DOCUMENT SEGMENT ▸

--- BEGIN ---

Re: [PATCH] timers/nohz: introduce nohz_full_aggressive

From: Steven Rostedt
Date: Sun May 07 2023 - 10:09:06 EST



[ Added Anna-Maria who is doing some timer work as well ]

On Sun, 7 May 2023 11:07:00 +0200
Andrea Righi <andrea.righi@xxxxxxxxxxxxx> wrote:

> Overview:
>
> nohz_full is a feature that allows to reduce the number of CPU tick
> interrupts, thereby improving energy efficiency and reducing kernel
> jitter.

Hmm, I never thought of NOHZ_FULL used for energy efficiency, as the
CPU is still running user space code, and there's really nothing
inherently more power consuming with the tick.

>
> This works by stopping the tick interrupts on the CPUs that are either
> idle or that have only one runnable task on them (there is no reason to
> periodically interrupt the execution of a single running task if none
> else is waiting to acquire the same CPU).
>
> It is not possible to configure all the available CPUs to work in the
> nohz_full mode, at least one non-adaptive-tick CPU must be periodically
> interrupted to properly handle timekeeping tasks in the system (such as
> the gettimeofday() syscall returning accurate values).

Do we really need nohz_full, instead, I think you want to look at what
Anna-Maria is doing with moving the timer "manager" around to make sure
that the tick stays on busy CPUs.

Again, nohz_full is not for power consumption savings, but instead to
reduce kernel interruption in user space.

>
> However, under certain conditions, we may want to relax this constraint,
> accepting potential time inaccuracies in the system, in order to provide
> additional benefits in terms of power consumption, performance and/or
> reduce kernel jitter even more.
>
> For this reason introduce the new parameter nohz_full_aggressive.
>
> This option allows to enforce nozh_full across all the CPUs (even the
> timekeeping CPU) at the cost of having potential timer inaccuracies in
> the system.
>
> Test:
>
> - Hardware: Dell XPS 13 7390 w/ 8 cores
>
> - Kernel is using CONFIG_HZ=1000 (worst case scenario in terms of
> power consumption and kernel jitter) and nohz_full=all
>
> - Measure interrupts and power consumption when the system is idle and
> with 2, 4 and 8 cpu hogs
>
> Result:
>
> The following numbers have been collected using turbostat and dstat
> measuring the average over a 5min run for each test.
>
> irqs/sec idle 1 CPU hog 2 CPU hogs 4 CPU hogs 8 CPU hogs
> ------------------------------------------------------
> nohz_full 1036.679 1047.522 1046.203 1048.590 1074.867
> nohz_full_aggressive 98.685 106.296 127.587 146.586 1062.277
>
> Power (Watt) idle 1 CPU hog 2 CPU hogs 4 CPU hogs 8 CPU hogs
> ------------------------------------------------------
> nohz_full 0.502 W 3.436 W 3.755 W 6.187 W 6.019 W
> nohz_full_aggressive 0.301 W 2.372 W 2.372 W 6.005 W 6.016 W
>
> % power reduction 40.04% 30.97% 36.83% 2.94% 0.05%
>

Nice.

--- END ---

DATA SHOWN ▸
--- BEGIN ---

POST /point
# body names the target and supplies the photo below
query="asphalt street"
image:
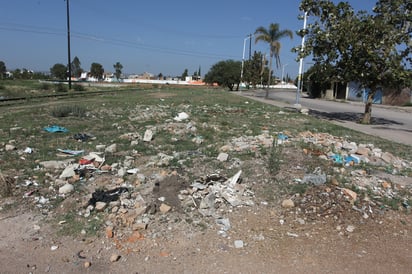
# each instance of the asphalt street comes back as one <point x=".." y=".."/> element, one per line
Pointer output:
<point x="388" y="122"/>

--- END ---
--- BEGIN ---

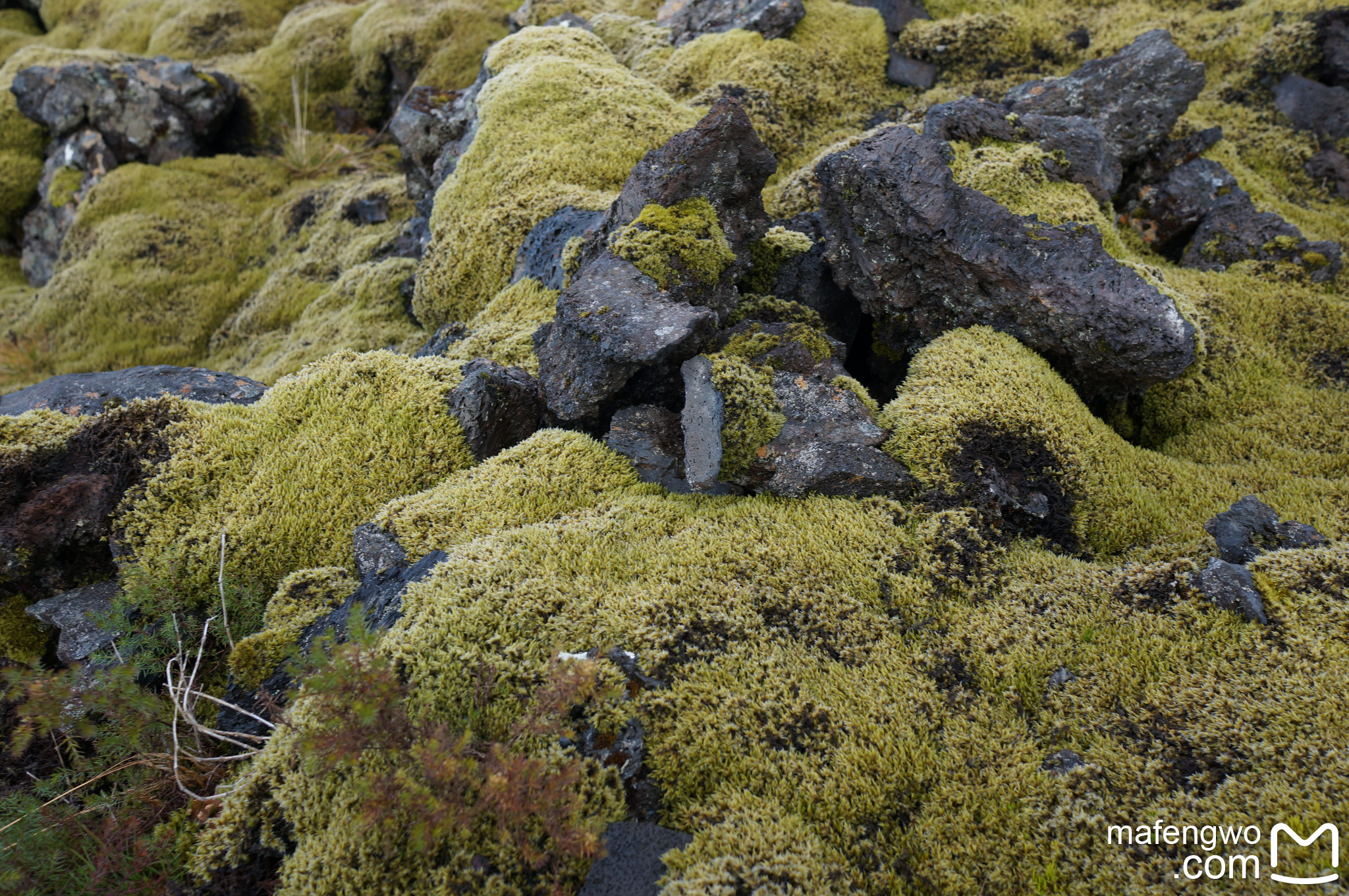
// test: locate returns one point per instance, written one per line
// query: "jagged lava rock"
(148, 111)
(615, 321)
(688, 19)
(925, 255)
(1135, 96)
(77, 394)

--- END ---
--- BEGIN ---

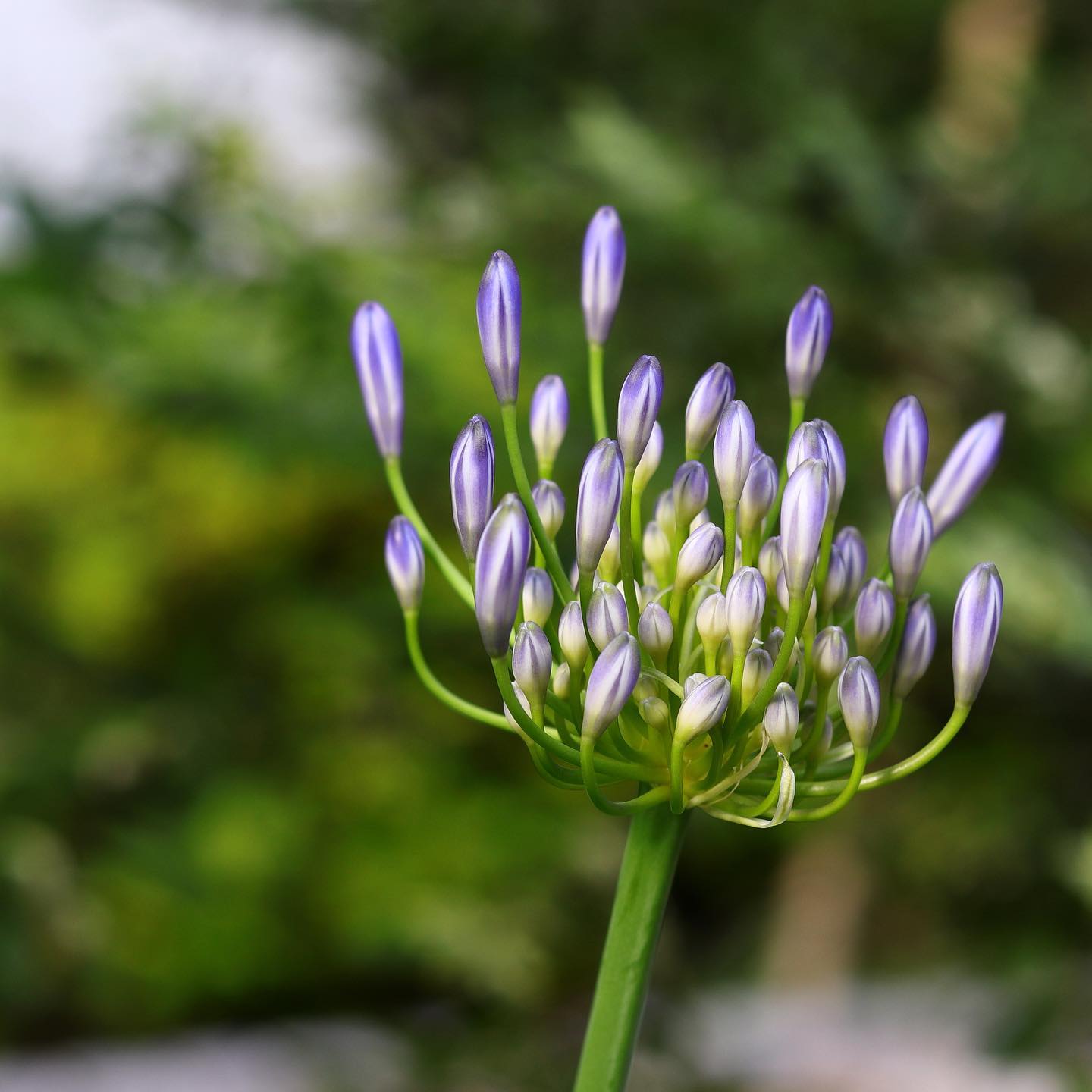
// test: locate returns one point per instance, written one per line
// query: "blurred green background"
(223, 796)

--- END ---

DIRECTIVES ▸
a) Check each statement against the nohz_full_aggressive reply above. For each, answer yes or no and quote the words of the text that decide it. (i) The test kernel was built with CONFIG_HZ=1000. (ii) The reply says nohz_full is intended for saving power. (iii) Each test's figures are an average over a ten-minute run.
b) Transcribe the nohz_full_aggressive reply word for word, from "Hmm, I never" up to and including "with the tick.".

SOLUTION LIST ▸
a)
(i) Yes: "Kernel is using CONFIG_HZ=1000"
(ii) No: "nohz_full is not for power consumption savings, but instead to reduce kernel interruption in user space."
(iii) No: "measuring the average over a 5min run for each test."

b)
Hmm, I never thought of NOHZ_FULL used for energy efficiency, as the
CPU is still running user space code, and there's really nothing
inherently more power consuming with the tick.